■ EXERCISE REQUIREMENTS:
Could you edit all of the data below so that every "tree trunk" becomes "tree stem" and nothing else changes? Leave the pictures out of your answer.

····················

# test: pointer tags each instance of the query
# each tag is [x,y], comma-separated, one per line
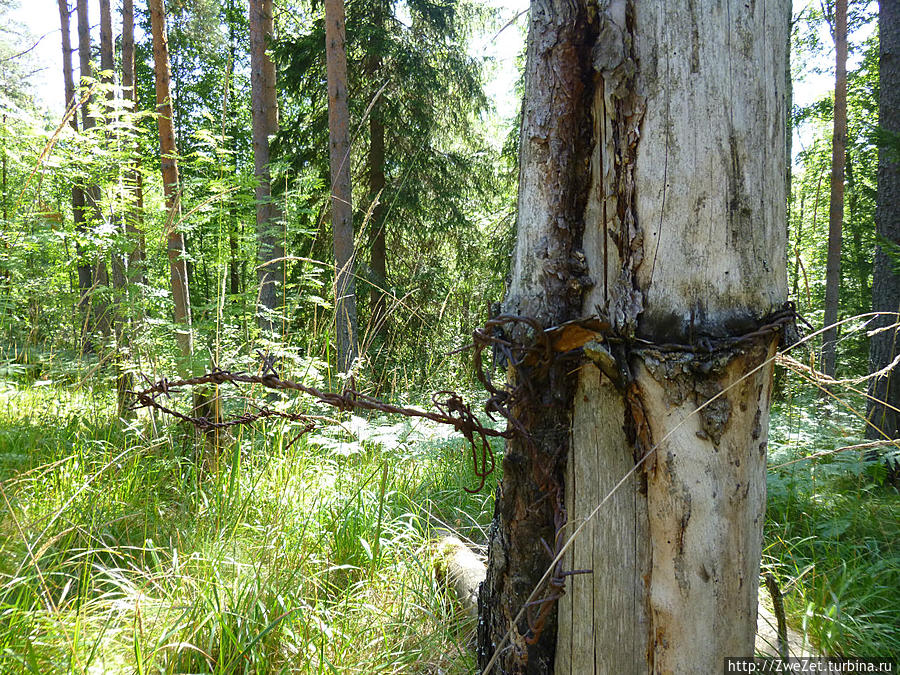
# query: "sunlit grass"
[120,552]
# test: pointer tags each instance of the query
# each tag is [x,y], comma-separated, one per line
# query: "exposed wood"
[675,552]
[462,570]
[673,231]
[341,194]
[836,208]
[98,310]
[264,108]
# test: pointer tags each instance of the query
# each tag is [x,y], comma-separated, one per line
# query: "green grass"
[125,548]
[121,552]
[833,532]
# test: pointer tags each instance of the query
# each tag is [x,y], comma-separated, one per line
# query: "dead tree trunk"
[885,345]
[341,195]
[265,123]
[673,232]
[836,209]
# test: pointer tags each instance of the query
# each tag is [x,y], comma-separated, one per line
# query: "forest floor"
[123,548]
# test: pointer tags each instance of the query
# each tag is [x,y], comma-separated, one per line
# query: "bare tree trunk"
[92,192]
[269,218]
[84,268]
[341,196]
[836,210]
[622,210]
[885,346]
[133,177]
[169,164]
[377,226]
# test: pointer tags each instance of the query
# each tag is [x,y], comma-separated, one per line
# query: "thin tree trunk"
[92,192]
[133,177]
[265,123]
[885,345]
[836,210]
[378,226]
[341,196]
[84,268]
[169,164]
[622,210]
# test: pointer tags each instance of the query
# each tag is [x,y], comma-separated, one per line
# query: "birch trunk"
[265,124]
[341,196]
[673,231]
[836,208]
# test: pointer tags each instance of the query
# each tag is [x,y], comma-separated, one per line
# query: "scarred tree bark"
[169,165]
[673,232]
[341,196]
[265,124]
[885,346]
[836,210]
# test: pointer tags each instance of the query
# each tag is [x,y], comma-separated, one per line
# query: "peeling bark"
[652,192]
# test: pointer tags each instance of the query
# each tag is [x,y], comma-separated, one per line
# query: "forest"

····················

■ RESULT OF THIS TASK:
# test: pointer tags each instance of the query
# each tag is [x,y], comma-separated, one per line
# query: "sunlit grass"
[120,552]
# test: pointer tags each instance of the query
# each tag is [x,y], comma-separated, one per line
# query: "exposed wood"
[675,552]
[462,570]
[673,231]
[341,194]
[836,208]
[98,310]
[264,108]
# test: pointer tags each instance of the query
# each tag is [x,y], comma-separated, one per line
# query: "green grass"
[125,548]
[121,552]
[833,532]
# test: pointer tags each instance of the query
# each tag is [x,y], comma-separated, one per line
# query: "dead tree stem"
[885,345]
[341,195]
[265,123]
[673,232]
[836,209]
# test: pointer tags each instance of the query
# each tag is [x,y], comma-separated, one per line
# query: "forest floor"
[123,548]
# test: pointer tags each instance of the query
# each tag is [x,y], comma-separated, one per line
# query: "bare tree stem"
[92,192]
[269,218]
[84,268]
[341,196]
[836,210]
[622,210]
[885,346]
[133,177]
[169,164]
[377,226]
# test: pointer tags each instance of the query
# each tag is [x,y], comma-separated, one per line
# query: "thin tree stem"
[92,192]
[133,177]
[265,123]
[885,345]
[836,210]
[378,226]
[341,196]
[84,268]
[169,164]
[622,210]
# test: pointer tags each instance of the query
# each tag is [x,y], comma-separated, one per line
# query: "birch trunk"
[265,124]
[341,196]
[673,231]
[836,208]
# test: pointer tags each instance of the query
# each tag is [x,y], comma-separated, one per line
# query: "scarred tree bark"
[169,165]
[673,232]
[341,196]
[265,124]
[885,346]
[836,210]
# test: pointer tags each instance of the query
# each tag is [x,y], comma-separated, one per line
# query: "peeling bark"
[652,192]
# test: pointer tags each instance of the query
# each tag is [x,y], comma-separated, one per line
# query: "forest"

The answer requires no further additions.